In 2014/15, CIL’s production from underground mines amounted to 35.04-million tons. This was down from production of around 70-million tons a year in 1975. Currently, underground mines account for less than 7% of CIL’s total production.
So, will the planned investment of $20-billion to $25-billion even out the odds for CIL? After all, finding money would not be difficult, considering that the latter was sitting pretty on free cash reserves of $7.90-billion with zero debt on its books as on March 31.
Experts and analysts aver that more than the availability of funds, the smart use of the money would hold the key to CIL getting anywhere near the one-billion-tons-a-year target.
In view of the fact that over 25% of Indian coal resources lie at depths beyond 300 m, accessible only through mechanised underground mining, whereas the share of underground mining currently is a meagre 7%, it is critical for India to invest on a large scale in the mechanisation of underground equipment – both longwall equipment and continuous miners – in large numbers.
It is also important to create adequate indigenous facility to manufacture these equipment, spare parts and components to meet servicing and replacement requirements in due course. This programme would call for the creation of at least 150-million tons a year of mechanised underground mining capacity. This would involve capital expenditure of $5-billion to $6-billion.
Meanwhile, investment in the creation of additional openpit mining capacity of 500-million tons a year, taking into account the depletion of existing capacity at 25-million tons a year for five years, to meet the 1-billion tons a year target would amount to about $10-billion to $11-billion.
Replacement capital expenditure and investment in washeries, operator independent truck dispatch system, land and infrastructure would require another $1-billion to $3-billion.
And with cash in hand, the odds were neatly stacked up against CIL. And during the march towards one-billion tons, the miner could well be recalling the words of Ralph Waldo Emerson: “Unless you try doing something beyond what you have already mastered, you will never grow.”

**MATERIAL:**
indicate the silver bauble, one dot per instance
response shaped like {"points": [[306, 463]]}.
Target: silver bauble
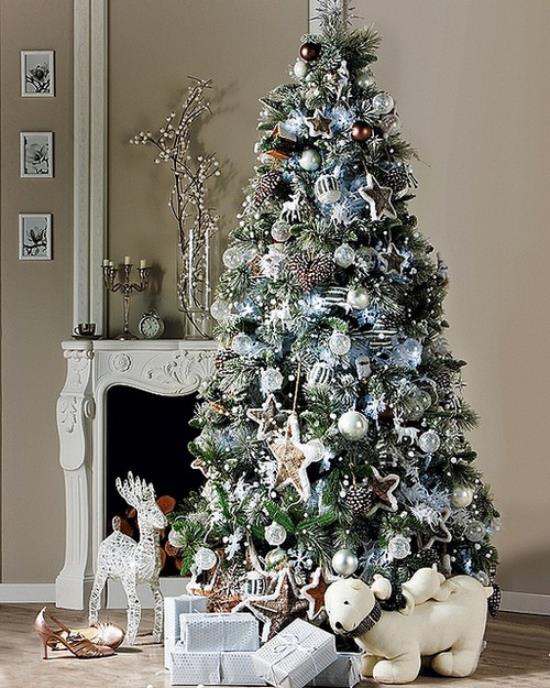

**YOUR TASKS:**
**a)** Answer these from the CIL text, one line each:
(i) What was CIL's production from underground mines in 2014/15?
(ii) How much in free cash reserves did CIL hold as on March 31?
(iii) What capital expenditure would the program for mechanised underground mining capacity involve?
**b)** Please repeat the passage of the CIL text starting with "In 2014/15, CIL’s" and going on through "on March 31.".
**c)** Render this sentence from the CIL text in Spanish: "Replacement capital expenditure and investment in washeries, operator independent truck dispatch system, land and infrastructure would require another $1-billion to $3-billion."

**SOLUTIONS TO THE TASKS:**
**a)**
(i) 35.04-million tons
(ii) $7.90-billion, with zero debt
(iii) $5-billion to $6-billion

**b)**
In 2014/15, CIL’s production from underground mines amounted to 35.04-million tons. This was down from production of around 70-million tons a year in 1975. Currently, underground mines account for less than 7% of CIL’s total production.
So, will the planned investment of $20-billion to $25-billion even out the odds for CIL? After all, finding money would not be difficult, considering that the latter was sitting pretty on free cash reserves of $7.90-billion with zero debt on its books as on March 31.

**c)** El gasto de capital de reposición y la inversión en plantas de lavado, un sistema de despacho de camiones independiente del operador, terrenos e infraestructura requerirían otros 1.000 a 3.000 millones de dólares.